He believes the cost of doing nothing will be unacceptably high, as after five years of a declining trend in service-affected failures caused by trespass, vandalism, fatalities and faulty infrastructure, the rate has recently begun to plateau.
Schedule 8 payments made to compensate operators for the loss of track access when NR is liable are already more than £10 million over budget on the ECML for this financial year, while the budget for renewals is also being heavily squeezed. By raiding this finite pool of cash to fund unbudgeted repairs to failing infrastructure, McIntosh has been forced to postpone scheduled renewals and must spread his resources more thinly.
He adds: “By taking £20m out of my renewals budget and applying that to overhead line now means that another piece of renewal won’t happen, because we operate in a cash-constrained environment and I have to make a decision for where the need for investment is greatest. You can see that costed volumes of renewals are trending in the wrong direction compared with ten years ago.
“My predecessor was also a big champion of looking at asset management, but we’ve been talking too much about enhancement and not enough about resilience.”
Further supporting his call for increased investment is the scheduled arrival of new trains, as VTEC’s ageing fleet of HSTs and Class 91s begin their phase-out in favour of new Intercity Express Programme (IEP) bi-modal trains from 2018.
McIntosh points out that in 2002, the arrival of Virgin Trains’ fleet of Class 390 Pendolino ‘tilting’ trains on the West Coast Main Line was accompanied by a full route modernisation completed in 2008. This not only increased line speeds and removed bottlenecks via extensive remodelling and four-tracking, it also brought about the renewal of existing assets such as the power supply originally installed in the 1950s and 1960s. He would now like a similar commitment from NR for his own route.
“There’s a new fleet of IEPs coming for VTEC and Hull Trains, and DMUs for Grand Central, but we’re going to try and run them on the same infrastructure for a period of time. If you compare the ECML with other main inter-city routes, the GWML has a well-documented upgrade going on at the moment, as does the Midland Main Line, and the West Coast upgrade took place in the 2000s, which amounts to several billion pounds of investment.

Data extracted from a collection
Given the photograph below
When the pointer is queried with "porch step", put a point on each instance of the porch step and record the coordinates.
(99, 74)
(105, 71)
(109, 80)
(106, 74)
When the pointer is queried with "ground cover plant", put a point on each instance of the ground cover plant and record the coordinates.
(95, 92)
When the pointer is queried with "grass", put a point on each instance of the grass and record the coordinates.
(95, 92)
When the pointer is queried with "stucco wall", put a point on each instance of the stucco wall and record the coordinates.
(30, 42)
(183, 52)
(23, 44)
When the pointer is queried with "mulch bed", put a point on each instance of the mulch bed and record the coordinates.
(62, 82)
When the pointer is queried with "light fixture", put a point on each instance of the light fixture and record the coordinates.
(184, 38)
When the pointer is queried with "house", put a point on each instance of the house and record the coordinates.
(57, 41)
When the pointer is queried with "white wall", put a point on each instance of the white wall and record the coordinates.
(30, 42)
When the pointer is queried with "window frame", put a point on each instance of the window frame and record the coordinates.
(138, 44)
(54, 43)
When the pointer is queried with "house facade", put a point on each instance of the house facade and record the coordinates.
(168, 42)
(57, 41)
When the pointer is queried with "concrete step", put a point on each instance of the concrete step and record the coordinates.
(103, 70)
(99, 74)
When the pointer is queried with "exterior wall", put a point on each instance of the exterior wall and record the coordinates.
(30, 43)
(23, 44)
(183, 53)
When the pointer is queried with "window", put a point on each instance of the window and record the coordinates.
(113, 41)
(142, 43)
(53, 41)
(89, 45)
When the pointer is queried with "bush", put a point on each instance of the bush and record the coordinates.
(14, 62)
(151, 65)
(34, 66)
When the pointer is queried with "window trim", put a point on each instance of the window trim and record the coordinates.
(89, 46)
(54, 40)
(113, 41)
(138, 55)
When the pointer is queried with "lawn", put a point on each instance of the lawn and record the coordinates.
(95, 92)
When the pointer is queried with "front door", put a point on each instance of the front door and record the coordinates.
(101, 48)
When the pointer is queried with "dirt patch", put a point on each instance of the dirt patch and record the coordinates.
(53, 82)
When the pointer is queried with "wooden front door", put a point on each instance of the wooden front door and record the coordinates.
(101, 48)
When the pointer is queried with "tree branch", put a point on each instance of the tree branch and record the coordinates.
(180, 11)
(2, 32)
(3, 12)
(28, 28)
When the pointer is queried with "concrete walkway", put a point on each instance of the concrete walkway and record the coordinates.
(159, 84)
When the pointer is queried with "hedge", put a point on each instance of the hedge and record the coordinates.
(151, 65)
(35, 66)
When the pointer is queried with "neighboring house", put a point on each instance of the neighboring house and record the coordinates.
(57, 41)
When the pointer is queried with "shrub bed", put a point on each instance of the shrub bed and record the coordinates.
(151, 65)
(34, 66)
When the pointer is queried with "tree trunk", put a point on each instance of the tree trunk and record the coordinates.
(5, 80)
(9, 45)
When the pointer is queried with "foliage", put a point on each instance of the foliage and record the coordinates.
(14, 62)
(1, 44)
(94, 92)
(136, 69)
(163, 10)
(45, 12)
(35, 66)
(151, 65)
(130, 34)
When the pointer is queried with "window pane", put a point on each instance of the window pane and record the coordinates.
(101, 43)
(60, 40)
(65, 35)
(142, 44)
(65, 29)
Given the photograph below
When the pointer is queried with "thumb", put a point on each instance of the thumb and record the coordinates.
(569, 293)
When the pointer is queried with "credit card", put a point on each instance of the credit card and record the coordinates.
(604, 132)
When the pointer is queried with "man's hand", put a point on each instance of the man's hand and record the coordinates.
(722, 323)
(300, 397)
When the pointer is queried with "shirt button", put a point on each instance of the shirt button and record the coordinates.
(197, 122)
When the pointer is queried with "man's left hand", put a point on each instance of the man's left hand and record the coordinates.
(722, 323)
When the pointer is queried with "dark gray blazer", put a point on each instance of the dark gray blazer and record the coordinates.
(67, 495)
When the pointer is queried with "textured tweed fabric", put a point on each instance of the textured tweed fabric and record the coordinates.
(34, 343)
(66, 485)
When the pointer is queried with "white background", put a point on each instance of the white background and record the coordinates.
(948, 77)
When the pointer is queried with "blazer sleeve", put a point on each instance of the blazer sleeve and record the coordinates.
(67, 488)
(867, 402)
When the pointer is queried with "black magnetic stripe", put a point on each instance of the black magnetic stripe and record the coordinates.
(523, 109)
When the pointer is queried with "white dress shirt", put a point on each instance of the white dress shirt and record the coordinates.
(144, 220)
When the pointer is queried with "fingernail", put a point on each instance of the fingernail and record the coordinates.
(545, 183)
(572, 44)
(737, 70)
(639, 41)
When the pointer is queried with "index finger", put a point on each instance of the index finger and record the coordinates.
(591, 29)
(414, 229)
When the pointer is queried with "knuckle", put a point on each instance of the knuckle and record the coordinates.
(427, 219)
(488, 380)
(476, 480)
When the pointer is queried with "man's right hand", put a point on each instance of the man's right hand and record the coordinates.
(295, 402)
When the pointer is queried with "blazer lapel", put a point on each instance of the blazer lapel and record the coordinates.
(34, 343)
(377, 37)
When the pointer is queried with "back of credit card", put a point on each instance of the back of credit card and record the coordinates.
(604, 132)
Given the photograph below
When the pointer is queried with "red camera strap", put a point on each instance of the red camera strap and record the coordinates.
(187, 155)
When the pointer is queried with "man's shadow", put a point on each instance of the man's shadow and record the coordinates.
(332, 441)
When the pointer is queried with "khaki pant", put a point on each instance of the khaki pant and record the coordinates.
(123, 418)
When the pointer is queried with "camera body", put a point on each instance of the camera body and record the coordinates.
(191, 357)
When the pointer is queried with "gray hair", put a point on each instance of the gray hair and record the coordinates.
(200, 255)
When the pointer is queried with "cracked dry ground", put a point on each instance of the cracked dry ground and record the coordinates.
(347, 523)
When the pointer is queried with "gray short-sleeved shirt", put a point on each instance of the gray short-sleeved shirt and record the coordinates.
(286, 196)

SET OF TASKS
- 1) Please list the causes of service-affected failures named in the East Coast Main Line article.
- 2) Write the next part of the East Coast Main Line article, picking up after its final sentence.

ANSWERS PER TASK
- 1)
- Trespass
- Vandalism
- Fatalities
- Faulty infrastructure

- 2)
“Even though the WCML was subject to some very expensive enhancement programmes, they also made significant investment in renewals. In CP3, for example, they invested over £2.5 billion on renewals alone, doing things like reconfiguring power supplies for the overhead line and signalling systems. The ECML has seen nothing like that because we’ve been doing our best to patch and mend.
“That investment in the WCML is now forming the backbone of the currently brilliant performance they have. I’ve discussed it at length with my colleague Martin Frobisher, and we’re in agreement that we can do things a lot better here.”
In addition to jeopardising any performance and reliability gains offered by new rolling stock, McIntosh fears that NR’s Digital Railway programme will struggle to squeeze out extra paths on the heavily congested ECML via the introduction of moving block signalling, if the performance of underlying infrastructure remains in question. Pressing ahead with a complex technological overhaul of signalling without first addressing ageing power supply or unresolved track issues is a recipe for more delay minutes, caused by the imposition of outages or temporary speed restrictions.
He adds: “Digital Railway allows you to run more trains together, but if the associated infrastructure around that isn’t able to reliably move the trains around then you won’t see any benefits. When London Underground implemented it on the Victoria, Jubilee and Northern lines it also made significant investment in its track, power supply and third rail systems, because the signalling will only be as good as the infrastructure around it.”
So what can be done to improve asset reliability?
At the very top of McIntosh’s wish list is to undo the legacy of British Rail’s choice of mast design when the ECML was electrified in two phases between 1975-78 and 1984-91.
With less money from the Department for Transport to spend than when the WCML was electrified two decades earlier, vertical masts were spaced more widely apart to reduce costs, and a more lightweight headspan system installed that holds up the catenary and contact wires using tensioned cables rather than an overhead span of steel connecting the two masts. This has made the East Coast route far more susceptible to the wires coming down during high winds.
But there are also still a large number of level crossings on the ECML that have the potential to cause delays. And the effectiveness of lineside fencing is also a problem, as demonstrated by the ease with which hundreds of enthusiasts were able to trespass on the line during Flying Scotsman’s return to main line running on February 25 2016, after a ten-year refit.
“The WCML doesn’t have as many span wires as we do, and they are often cited as a weakness because of the dynamics of the system. But I have an issue when people talk about the overhead line equipment being done on the cheap because it wasn’t - it was designed to the cost that was available and we’ve had 40 years of use out of it.
“I don’t think we need to put new piles in the ground because we’ve developed a concept called ‘portalisation’ of the headspan wire which we’d really like to roll out. That will avoid the need for new piles, which is what has really hurt the GWML project. What we want to do is put a new piece of steel between the two vertical masts, which will be quicker and cheaper.
“Another dynamic is that you can guarantee that when HS2 is built, the one thing they won’t have is level crossings. In this day and age we cannot have people and vehicles crossing a 125mph railway - it’s a flawed principle on an increasingly used piece of railway. The cost of closing them is estimated to be £300m, and we simply haven’t been able to secure that kind of money.